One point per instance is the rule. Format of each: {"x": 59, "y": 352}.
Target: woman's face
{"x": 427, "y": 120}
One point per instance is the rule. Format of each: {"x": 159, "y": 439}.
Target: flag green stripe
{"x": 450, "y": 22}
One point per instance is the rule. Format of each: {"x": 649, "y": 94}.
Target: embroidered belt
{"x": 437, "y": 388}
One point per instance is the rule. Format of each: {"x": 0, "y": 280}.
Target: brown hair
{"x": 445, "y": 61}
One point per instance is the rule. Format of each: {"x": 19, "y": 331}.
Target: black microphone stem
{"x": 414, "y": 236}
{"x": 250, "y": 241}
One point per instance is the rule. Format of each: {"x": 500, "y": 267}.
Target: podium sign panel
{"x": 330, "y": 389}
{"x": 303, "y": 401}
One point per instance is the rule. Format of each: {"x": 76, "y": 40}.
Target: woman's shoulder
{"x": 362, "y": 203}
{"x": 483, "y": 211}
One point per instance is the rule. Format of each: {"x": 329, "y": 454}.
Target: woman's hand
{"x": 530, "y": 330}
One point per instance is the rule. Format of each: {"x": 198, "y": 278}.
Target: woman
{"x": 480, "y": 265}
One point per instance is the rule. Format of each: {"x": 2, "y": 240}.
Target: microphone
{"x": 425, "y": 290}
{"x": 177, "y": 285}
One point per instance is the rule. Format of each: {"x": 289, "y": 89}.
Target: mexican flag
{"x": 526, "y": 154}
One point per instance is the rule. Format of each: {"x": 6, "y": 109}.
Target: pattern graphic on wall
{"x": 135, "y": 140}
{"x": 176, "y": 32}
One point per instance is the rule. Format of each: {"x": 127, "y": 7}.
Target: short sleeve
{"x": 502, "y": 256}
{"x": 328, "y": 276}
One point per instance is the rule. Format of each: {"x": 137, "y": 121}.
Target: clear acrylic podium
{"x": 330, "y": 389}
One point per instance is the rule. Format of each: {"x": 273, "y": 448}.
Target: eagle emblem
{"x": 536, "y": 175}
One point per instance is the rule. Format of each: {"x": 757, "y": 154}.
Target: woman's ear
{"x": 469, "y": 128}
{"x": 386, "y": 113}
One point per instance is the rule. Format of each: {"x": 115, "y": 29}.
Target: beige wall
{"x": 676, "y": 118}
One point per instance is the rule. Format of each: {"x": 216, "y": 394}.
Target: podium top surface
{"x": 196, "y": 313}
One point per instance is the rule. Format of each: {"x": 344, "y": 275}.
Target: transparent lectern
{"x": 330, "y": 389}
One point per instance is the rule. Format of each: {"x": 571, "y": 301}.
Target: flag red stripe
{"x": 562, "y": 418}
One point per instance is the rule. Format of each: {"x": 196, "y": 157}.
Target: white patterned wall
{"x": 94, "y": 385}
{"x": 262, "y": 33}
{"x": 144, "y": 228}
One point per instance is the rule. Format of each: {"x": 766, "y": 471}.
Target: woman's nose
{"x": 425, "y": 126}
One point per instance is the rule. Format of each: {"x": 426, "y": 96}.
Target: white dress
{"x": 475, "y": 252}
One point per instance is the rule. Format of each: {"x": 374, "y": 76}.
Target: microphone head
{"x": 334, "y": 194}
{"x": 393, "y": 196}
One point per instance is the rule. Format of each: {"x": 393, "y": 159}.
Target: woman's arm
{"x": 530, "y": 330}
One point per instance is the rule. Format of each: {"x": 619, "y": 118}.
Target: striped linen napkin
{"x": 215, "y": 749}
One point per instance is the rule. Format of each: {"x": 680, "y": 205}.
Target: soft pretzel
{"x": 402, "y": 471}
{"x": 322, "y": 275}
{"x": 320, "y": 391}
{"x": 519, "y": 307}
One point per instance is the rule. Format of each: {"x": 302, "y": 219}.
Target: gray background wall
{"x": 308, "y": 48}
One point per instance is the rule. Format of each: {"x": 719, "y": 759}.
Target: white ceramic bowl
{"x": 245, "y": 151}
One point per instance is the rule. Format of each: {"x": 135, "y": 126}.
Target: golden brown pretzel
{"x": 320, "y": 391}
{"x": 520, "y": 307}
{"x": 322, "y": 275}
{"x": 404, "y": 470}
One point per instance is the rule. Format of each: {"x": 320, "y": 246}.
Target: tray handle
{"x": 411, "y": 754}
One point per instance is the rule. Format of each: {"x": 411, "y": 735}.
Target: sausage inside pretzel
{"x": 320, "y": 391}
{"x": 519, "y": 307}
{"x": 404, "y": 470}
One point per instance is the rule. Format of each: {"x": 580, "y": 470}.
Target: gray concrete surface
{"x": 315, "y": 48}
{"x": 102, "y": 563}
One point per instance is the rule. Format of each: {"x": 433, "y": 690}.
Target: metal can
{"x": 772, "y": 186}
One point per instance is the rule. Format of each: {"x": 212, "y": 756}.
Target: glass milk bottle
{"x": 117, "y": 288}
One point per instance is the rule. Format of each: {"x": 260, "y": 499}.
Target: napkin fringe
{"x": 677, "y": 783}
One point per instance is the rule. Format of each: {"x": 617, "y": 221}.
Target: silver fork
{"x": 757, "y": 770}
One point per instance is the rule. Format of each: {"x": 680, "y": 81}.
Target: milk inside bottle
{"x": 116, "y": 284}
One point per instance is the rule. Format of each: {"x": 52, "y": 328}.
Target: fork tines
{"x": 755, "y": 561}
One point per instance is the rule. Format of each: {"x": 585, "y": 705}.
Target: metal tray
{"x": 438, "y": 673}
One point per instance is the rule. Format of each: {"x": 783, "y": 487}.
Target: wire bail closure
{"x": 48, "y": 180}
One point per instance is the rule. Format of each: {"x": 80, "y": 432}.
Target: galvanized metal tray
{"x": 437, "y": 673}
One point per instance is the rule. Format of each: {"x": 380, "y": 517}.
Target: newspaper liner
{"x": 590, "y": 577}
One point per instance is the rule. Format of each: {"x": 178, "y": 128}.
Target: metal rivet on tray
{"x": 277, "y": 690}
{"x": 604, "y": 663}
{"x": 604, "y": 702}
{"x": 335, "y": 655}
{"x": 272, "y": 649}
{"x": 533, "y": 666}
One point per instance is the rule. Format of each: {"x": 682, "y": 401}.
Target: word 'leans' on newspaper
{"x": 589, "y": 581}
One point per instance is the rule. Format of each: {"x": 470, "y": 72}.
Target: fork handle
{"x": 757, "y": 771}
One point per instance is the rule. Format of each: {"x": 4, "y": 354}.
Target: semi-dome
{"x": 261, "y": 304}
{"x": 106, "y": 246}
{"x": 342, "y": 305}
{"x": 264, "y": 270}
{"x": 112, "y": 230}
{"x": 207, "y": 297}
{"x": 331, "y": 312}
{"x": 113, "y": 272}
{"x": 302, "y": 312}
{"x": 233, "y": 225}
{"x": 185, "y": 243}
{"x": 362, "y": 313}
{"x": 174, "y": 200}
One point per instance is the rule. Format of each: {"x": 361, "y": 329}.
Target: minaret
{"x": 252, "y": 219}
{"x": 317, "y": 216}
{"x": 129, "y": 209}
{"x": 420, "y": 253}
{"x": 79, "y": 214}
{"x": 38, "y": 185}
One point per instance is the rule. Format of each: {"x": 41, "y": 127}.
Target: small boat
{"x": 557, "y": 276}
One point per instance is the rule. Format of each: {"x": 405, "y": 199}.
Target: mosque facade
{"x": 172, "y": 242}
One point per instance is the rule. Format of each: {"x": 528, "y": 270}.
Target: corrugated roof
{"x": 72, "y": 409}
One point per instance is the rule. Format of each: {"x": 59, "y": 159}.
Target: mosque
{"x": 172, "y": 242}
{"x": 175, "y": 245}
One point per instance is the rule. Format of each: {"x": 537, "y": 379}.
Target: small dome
************
# WORK TASK
Beginning with the opening line and ending with the final one, transcribe the material exactly.

# ANSWER BOX
One point per instance is the rule. Format of each: {"x": 59, "y": 352}.
Target: woman's face
{"x": 427, "y": 120}
One point per instance is the rule. Format of each: {"x": 159, "y": 439}.
Target: flag green stripe
{"x": 450, "y": 22}
One point per instance is the rule. Format of each: {"x": 649, "y": 94}.
Target: embroidered belt
{"x": 437, "y": 388}
One point per instance is the rule. Format of each: {"x": 0, "y": 280}.
Target: brown hair
{"x": 445, "y": 61}
One point per instance is the rule. Format of each: {"x": 19, "y": 331}.
Target: black microphone stem
{"x": 414, "y": 236}
{"x": 250, "y": 241}
One point per instance is the rule. Format of each: {"x": 500, "y": 267}.
Target: podium sign panel
{"x": 330, "y": 389}
{"x": 303, "y": 401}
One point per instance is the rule. Format of each: {"x": 76, "y": 40}.
Target: woman's shoulder
{"x": 362, "y": 203}
{"x": 483, "y": 211}
One point per instance is the rule. Format of each: {"x": 329, "y": 454}.
Target: woman's hand
{"x": 530, "y": 330}
One point per instance is the rule. Format of each: {"x": 198, "y": 278}.
Target: woman
{"x": 480, "y": 265}
One point per instance is the rule. Format of each: {"x": 2, "y": 240}.
Target: microphone
{"x": 425, "y": 290}
{"x": 177, "y": 285}
One point per instance is the rule. Format of each: {"x": 289, "y": 89}.
Target: mexican flag
{"x": 526, "y": 154}
One point per instance is the rule. Format of each: {"x": 6, "y": 109}.
Target: pattern graphic on wall
{"x": 135, "y": 140}
{"x": 176, "y": 32}
One point per instance is the rule. Format of each: {"x": 127, "y": 7}.
Target: short sleeve
{"x": 502, "y": 256}
{"x": 328, "y": 276}
One point per instance is the rule. Format of each: {"x": 137, "y": 121}.
Target: clear acrylic podium
{"x": 330, "y": 389}
One point per instance is the rule. Format of each: {"x": 273, "y": 448}.
Target: eagle emblem
{"x": 536, "y": 175}
One point per instance is the rule. Format of each: {"x": 757, "y": 154}.
Target: woman's ear
{"x": 469, "y": 128}
{"x": 386, "y": 113}
One point per instance is the rule. Format of each: {"x": 115, "y": 29}.
Target: beige wall
{"x": 676, "y": 118}
One point per instance is the rule. Format of each: {"x": 216, "y": 394}.
Target: podium top surface
{"x": 196, "y": 313}
One point per instance is the rule. Format of each: {"x": 344, "y": 275}.
Target: transparent lectern
{"x": 330, "y": 389}
One point per instance is the rule. Format of each: {"x": 571, "y": 301}.
Target: flag red stripe
{"x": 562, "y": 418}
One point per instance is the rule. Format of each: {"x": 196, "y": 157}.
Target: white patterned wall
{"x": 94, "y": 385}
{"x": 262, "y": 33}
{"x": 144, "y": 228}
One point per instance is the rule. Format of each: {"x": 766, "y": 471}.
Target: woman's nose
{"x": 425, "y": 126}
One point per instance is the rule. Format of each: {"x": 426, "y": 96}.
Target: white dress
{"x": 475, "y": 252}
One point per instance is the rule. Format of each: {"x": 374, "y": 76}.
Target: microphone head
{"x": 334, "y": 194}
{"x": 393, "y": 196}
One point per instance is the rule. Format of each: {"x": 393, "y": 159}.
Target: woman's arm
{"x": 530, "y": 330}
One point per instance is the rule. Format of each: {"x": 619, "y": 118}.
Target: striped linen napkin
{"x": 215, "y": 749}
One point per instance is the rule. Format of each: {"x": 680, "y": 205}.
Target: soft pretzel
{"x": 402, "y": 471}
{"x": 322, "y": 275}
{"x": 320, "y": 391}
{"x": 519, "y": 307}
One point per instance is the rule. Format of each: {"x": 302, "y": 219}.
Target: gray background wall
{"x": 308, "y": 48}
One point per instance is the rule. Format of each: {"x": 719, "y": 759}.
Target: white ceramic bowl
{"x": 245, "y": 151}
One point per instance is the rule. Format of each: {"x": 135, "y": 126}.
Target: golden brown pretzel
{"x": 320, "y": 391}
{"x": 520, "y": 307}
{"x": 322, "y": 275}
{"x": 404, "y": 470}
One point per instance is the rule. Format of each: {"x": 320, "y": 246}.
Target: tray handle
{"x": 411, "y": 754}
One point per instance is the rule. Format of each: {"x": 411, "y": 735}.
Target: sausage inside pretzel
{"x": 320, "y": 391}
{"x": 519, "y": 307}
{"x": 404, "y": 470}
One point per instance is the rule. Format of each: {"x": 580, "y": 470}.
Target: gray concrete surface
{"x": 315, "y": 48}
{"x": 102, "y": 563}
One point per instance is the rule. Format of each: {"x": 433, "y": 690}.
Target: metal can
{"x": 772, "y": 186}
One point per instance is the rule. Format of each: {"x": 212, "y": 756}.
Target: glass milk bottle
{"x": 117, "y": 288}
One point per instance is the rule. Format of each: {"x": 260, "y": 499}.
Target: napkin fringe
{"x": 677, "y": 783}
One point per instance is the rule. Format of each: {"x": 617, "y": 221}.
Target: silver fork
{"x": 757, "y": 770}
One point per instance is the rule. Format of each: {"x": 680, "y": 81}.
Target: milk inside bottle
{"x": 116, "y": 284}
One point per instance is the rule. Format of each: {"x": 52, "y": 328}.
Target: fork tines
{"x": 755, "y": 561}
One point per instance is the rule. Format of each: {"x": 585, "y": 705}.
Target: metal tray
{"x": 438, "y": 673}
One point per instance is the rule. Format of each: {"x": 783, "y": 487}.
Target: wire bail closure
{"x": 48, "y": 180}
One point per instance is the rule. Format of each: {"x": 80, "y": 432}.
Target: galvanized metal tray
{"x": 437, "y": 673}
One point per instance is the rule. Format of each: {"x": 380, "y": 517}.
Target: newspaper liner
{"x": 590, "y": 577}
One point per instance is the rule. Format of each: {"x": 178, "y": 128}.
Target: metal rivet on tray
{"x": 277, "y": 690}
{"x": 604, "y": 663}
{"x": 604, "y": 702}
{"x": 335, "y": 655}
{"x": 272, "y": 649}
{"x": 533, "y": 666}
One point per instance is the rule. Format of each: {"x": 682, "y": 401}.
Target: word 'leans' on newspaper
{"x": 589, "y": 581}
One point per instance is the rule. Format of each: {"x": 470, "y": 72}.
Target: fork handle
{"x": 757, "y": 771}
One point per instance is the rule. Format of each: {"x": 4, "y": 354}.
Target: semi-dome
{"x": 261, "y": 304}
{"x": 106, "y": 246}
{"x": 342, "y": 305}
{"x": 264, "y": 270}
{"x": 112, "y": 230}
{"x": 207, "y": 297}
{"x": 331, "y": 312}
{"x": 113, "y": 272}
{"x": 302, "y": 312}
{"x": 233, "y": 225}
{"x": 185, "y": 243}
{"x": 362, "y": 313}
{"x": 174, "y": 200}
One point per instance is the rule. Format of each: {"x": 361, "y": 329}.
Target: minaret
{"x": 252, "y": 219}
{"x": 317, "y": 216}
{"x": 129, "y": 209}
{"x": 420, "y": 253}
{"x": 79, "y": 214}
{"x": 38, "y": 185}
One point per instance is the rule. Format of each: {"x": 41, "y": 127}.
Target: small boat
{"x": 557, "y": 276}
One point per instance is the rule. Format of each: {"x": 405, "y": 199}.
Target: mosque facade
{"x": 172, "y": 242}
One point per instance is the rule. Format of each: {"x": 528, "y": 270}.
Target: corrugated roof
{"x": 72, "y": 409}
One point per instance is the rule. Format of each: {"x": 59, "y": 159}.
Target: mosque
{"x": 172, "y": 242}
{"x": 175, "y": 245}
One point per instance is the rule. Format of each: {"x": 537, "y": 379}.
Target: small dome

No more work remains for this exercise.